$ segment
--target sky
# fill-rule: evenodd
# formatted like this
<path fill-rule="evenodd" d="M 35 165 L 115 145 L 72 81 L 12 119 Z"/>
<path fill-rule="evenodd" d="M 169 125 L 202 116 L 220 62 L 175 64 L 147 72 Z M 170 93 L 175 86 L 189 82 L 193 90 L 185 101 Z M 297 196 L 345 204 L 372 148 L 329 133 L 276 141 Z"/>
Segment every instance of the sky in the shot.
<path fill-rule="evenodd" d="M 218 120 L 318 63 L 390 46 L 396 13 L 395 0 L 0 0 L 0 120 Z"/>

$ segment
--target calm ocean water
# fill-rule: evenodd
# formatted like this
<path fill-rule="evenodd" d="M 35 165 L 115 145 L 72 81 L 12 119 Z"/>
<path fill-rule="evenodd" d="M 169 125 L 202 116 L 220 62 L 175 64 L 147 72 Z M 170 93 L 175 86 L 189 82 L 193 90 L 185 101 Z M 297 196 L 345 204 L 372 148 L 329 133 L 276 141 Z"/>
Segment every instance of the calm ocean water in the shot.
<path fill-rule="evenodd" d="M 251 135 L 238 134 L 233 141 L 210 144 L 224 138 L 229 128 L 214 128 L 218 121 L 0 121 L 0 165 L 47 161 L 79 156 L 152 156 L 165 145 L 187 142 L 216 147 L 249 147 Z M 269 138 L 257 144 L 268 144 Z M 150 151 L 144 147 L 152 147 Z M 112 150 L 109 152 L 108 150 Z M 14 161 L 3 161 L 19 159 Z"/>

■ Short task ■
Rewrite the records from the start through the line containing "218 120 L 318", swapping "sky" for "horizon" and leaving everything else unchanged. Output only those lines.

■ The solution ■
$ segment
--target horizon
# fill-rule: evenodd
# formatted like this
<path fill-rule="evenodd" d="M 35 165 L 115 145 L 72 81 L 12 119 Z"/>
<path fill-rule="evenodd" d="M 169 125 L 202 116 L 220 62 L 175 64 L 147 72 Z M 170 93 L 175 86 L 189 82 L 193 90 L 185 101 Z M 297 196 L 345 204 L 372 148 L 329 133 L 276 141 Z"/>
Segment every instance of the horizon in the shot.
<path fill-rule="evenodd" d="M 218 120 L 318 63 L 390 46 L 396 13 L 395 0 L 0 0 L 0 120 Z"/>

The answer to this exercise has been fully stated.